* **TEXT TO READ**
- - -

SYLVESTER DOUGLAS, Lord Glenbervie, diarist

‘No family was ever composed of such odd people, I believe, as they all draw different ways, and there have happened such extraordinary things, that in any other family, public or private, are never heard of before’

PRINCESS CHARLOTTE, daughter of George IV

‘Laughing, [she] added that she knew but one family that was more odd, and she would not name that family for the world’

PRINCESS AUGUSTA, mother of George III


Prologue

FORTY-FOUR YEARS AFTER THE EVENT took place that altered his life for ever, George III could still recall with forensic clarity exactly how it happened. On Saturday 25 October 1760, he had set off from his house in Kew to travel to London. He had not gone far when he was stopped by a man he did not recognise, who pulled a note out of his pocket and handed it to him. It was, George remembered, ‘a piece of coarse, white-brown paper, with the name Schroeder written on it, and nothing more’. He knew instantly what this terse and grubby communication signified. It was sent by a German servant of his elderly grandfather, George II; using ‘a private mark agreed between them’, it informed the young man that the old king was dying, and that he should prepare to inherit the crown.1

To avoid raising alarm, George warned his entourage to say nothing about what had passed, and began to gallop back to Kew. Before he reached home, a second messenger approached him, bearing a letter from his aunt Amelia, the old king’s spinster daughter. With blunt punctiliousness, she had addressed it ‘To His Majesty’; George did not need to open it to understand that his grandfather was dead and that he had come into his inheritance. Amelia was probably the first person to call him by the title he would now bear for the rest of his life. With a similarly precise observation of the formalities, he signed his reply to her ‘GR’ – Georgius Rex. When he had set out for London that morning, he was the Prince of Wales, a young man of twenty-two embarking on a day of ordinary business, with no reason to suppose the life of perpetual anticipation and apprehension which he had endured since childhood was about to come to an end. The message contained in that ‘coarse, white-brown paper’ changed all that, turning him into the ruler of one of the most powerful nations in the world. ‘A most extraordinary thing is just happened to me,’ he scribbled breathlessly in a letter he wrote immediately after receiving the news.2 He was right. His long apprenticeship was over. He was king at last, and the mission for which he had been preparing himself for so many years could now begin in earnest.

- - -

* **Photo labels with boxes**
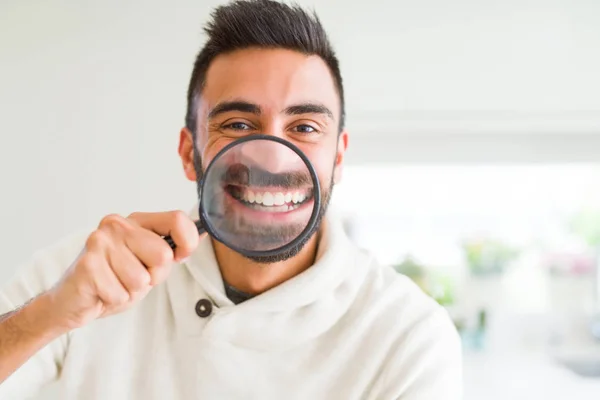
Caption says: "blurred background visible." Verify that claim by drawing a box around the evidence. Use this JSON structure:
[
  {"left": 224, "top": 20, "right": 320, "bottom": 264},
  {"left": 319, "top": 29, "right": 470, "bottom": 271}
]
[{"left": 0, "top": 0, "right": 600, "bottom": 400}]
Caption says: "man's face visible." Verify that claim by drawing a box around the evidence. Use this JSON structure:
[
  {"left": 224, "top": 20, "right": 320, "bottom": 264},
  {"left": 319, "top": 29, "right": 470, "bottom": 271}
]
[{"left": 180, "top": 49, "right": 347, "bottom": 262}]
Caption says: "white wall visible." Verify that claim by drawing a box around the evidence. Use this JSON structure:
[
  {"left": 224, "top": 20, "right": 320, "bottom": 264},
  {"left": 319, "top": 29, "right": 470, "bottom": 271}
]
[{"left": 0, "top": 0, "right": 600, "bottom": 396}]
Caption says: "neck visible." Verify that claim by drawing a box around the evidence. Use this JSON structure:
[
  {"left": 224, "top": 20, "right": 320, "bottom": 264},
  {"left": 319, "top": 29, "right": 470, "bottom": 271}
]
[{"left": 213, "top": 228, "right": 320, "bottom": 295}]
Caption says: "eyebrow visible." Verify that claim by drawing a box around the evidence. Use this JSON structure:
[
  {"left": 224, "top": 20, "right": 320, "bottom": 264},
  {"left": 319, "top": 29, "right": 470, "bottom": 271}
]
[
  {"left": 208, "top": 100, "right": 261, "bottom": 119},
  {"left": 284, "top": 103, "right": 333, "bottom": 119},
  {"left": 208, "top": 100, "right": 334, "bottom": 119}
]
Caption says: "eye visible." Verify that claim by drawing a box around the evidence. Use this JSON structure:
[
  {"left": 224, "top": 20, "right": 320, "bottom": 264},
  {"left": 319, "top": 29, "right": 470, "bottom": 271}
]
[
  {"left": 294, "top": 124, "right": 317, "bottom": 133},
  {"left": 223, "top": 122, "right": 253, "bottom": 131}
]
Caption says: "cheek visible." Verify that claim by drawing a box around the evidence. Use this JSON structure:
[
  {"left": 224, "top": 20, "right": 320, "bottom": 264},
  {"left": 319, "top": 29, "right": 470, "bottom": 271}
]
[
  {"left": 200, "top": 137, "right": 234, "bottom": 169},
  {"left": 302, "top": 147, "right": 335, "bottom": 188}
]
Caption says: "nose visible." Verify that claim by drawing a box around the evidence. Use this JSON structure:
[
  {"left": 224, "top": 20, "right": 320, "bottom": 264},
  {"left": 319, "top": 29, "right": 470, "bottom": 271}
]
[{"left": 241, "top": 135, "right": 306, "bottom": 173}]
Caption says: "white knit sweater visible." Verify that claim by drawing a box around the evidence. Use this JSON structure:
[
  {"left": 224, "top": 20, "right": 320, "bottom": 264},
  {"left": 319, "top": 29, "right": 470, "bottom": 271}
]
[{"left": 0, "top": 211, "right": 462, "bottom": 400}]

- - -

Set down the entire George III passage above word for word.

* **WRITTEN ANSWER**
SYLVESTER DOUGLAS, Lord Glenbervie, diarist

‘No family was ever composed of such odd people, I believe, as they all draw different ways, and there have happened such extraordinary things, that in any other family, public or private, are never heard of before’

PRINCESS CHARLOTTE, daughter of George IV

‘Laughing, [she] added that she knew but one family that was more odd, and she would not name that family for the world’

PRINCESS AUGUSTA, mother of George III


Prologue

FORTY-FOUR YEARS AFTER THE EVENT took place that altered his life for ever, George III could still recall with forensic clarity exactly how it happened. On Saturday 25 October 1760, he had set off from his house in Kew to travel to London. He had not gone far when he was stopped by a man he did not recognise, who pulled a note out of his pocket and handed it to him. It was, George remembered, ‘a piece of coarse, white-brown paper, with the name Schroeder written on it, and nothing more’. He knew instantly what this terse and grubby communication signified. It was sent by a German servant of his elderly grandfather, George II; using ‘a private mark agreed between them’, it informed the young man that the old king was dying, and that he should prepare to inherit the crown.1

To avoid raising alarm, George warned his entourage to say nothing about what had passed, and began to gallop back to Kew. Before he reached home, a second messenger approached him, bearing a letter from his aunt Amelia, the old king’s spinster daughter. With blunt punctiliousness, she had addressed it ‘To His Majesty’; George did not need to open it to understand that his grandfather was dead and that he had come into his inheritance. Amelia was probably the first person to call him by the title he would now bear for the rest of his life. With a similarly precise observation of the formalities, he signed his reply to her ‘GR’ – Georgius Rex. When he had set out for London that morning, he was the Prince of Wales, a young man of twenty-two embarking on a day of ordinary business, with no reason to suppose the life of perpetual anticipation and apprehension which he had endured since childhood was about to come to an end. The message contained in that ‘coarse, white-brown paper’ changed all that, turning him into the ruler of one of the most powerful nations in the world. ‘A most extraordinary thing is just happened to me,’ he scribbled breathlessly in a letter he wrote immediately after receiving the news.2 He was right. His long apprenticeship was over. He was king at last, and the mission for which he had been preparing himself for so many years could now begin in earnest.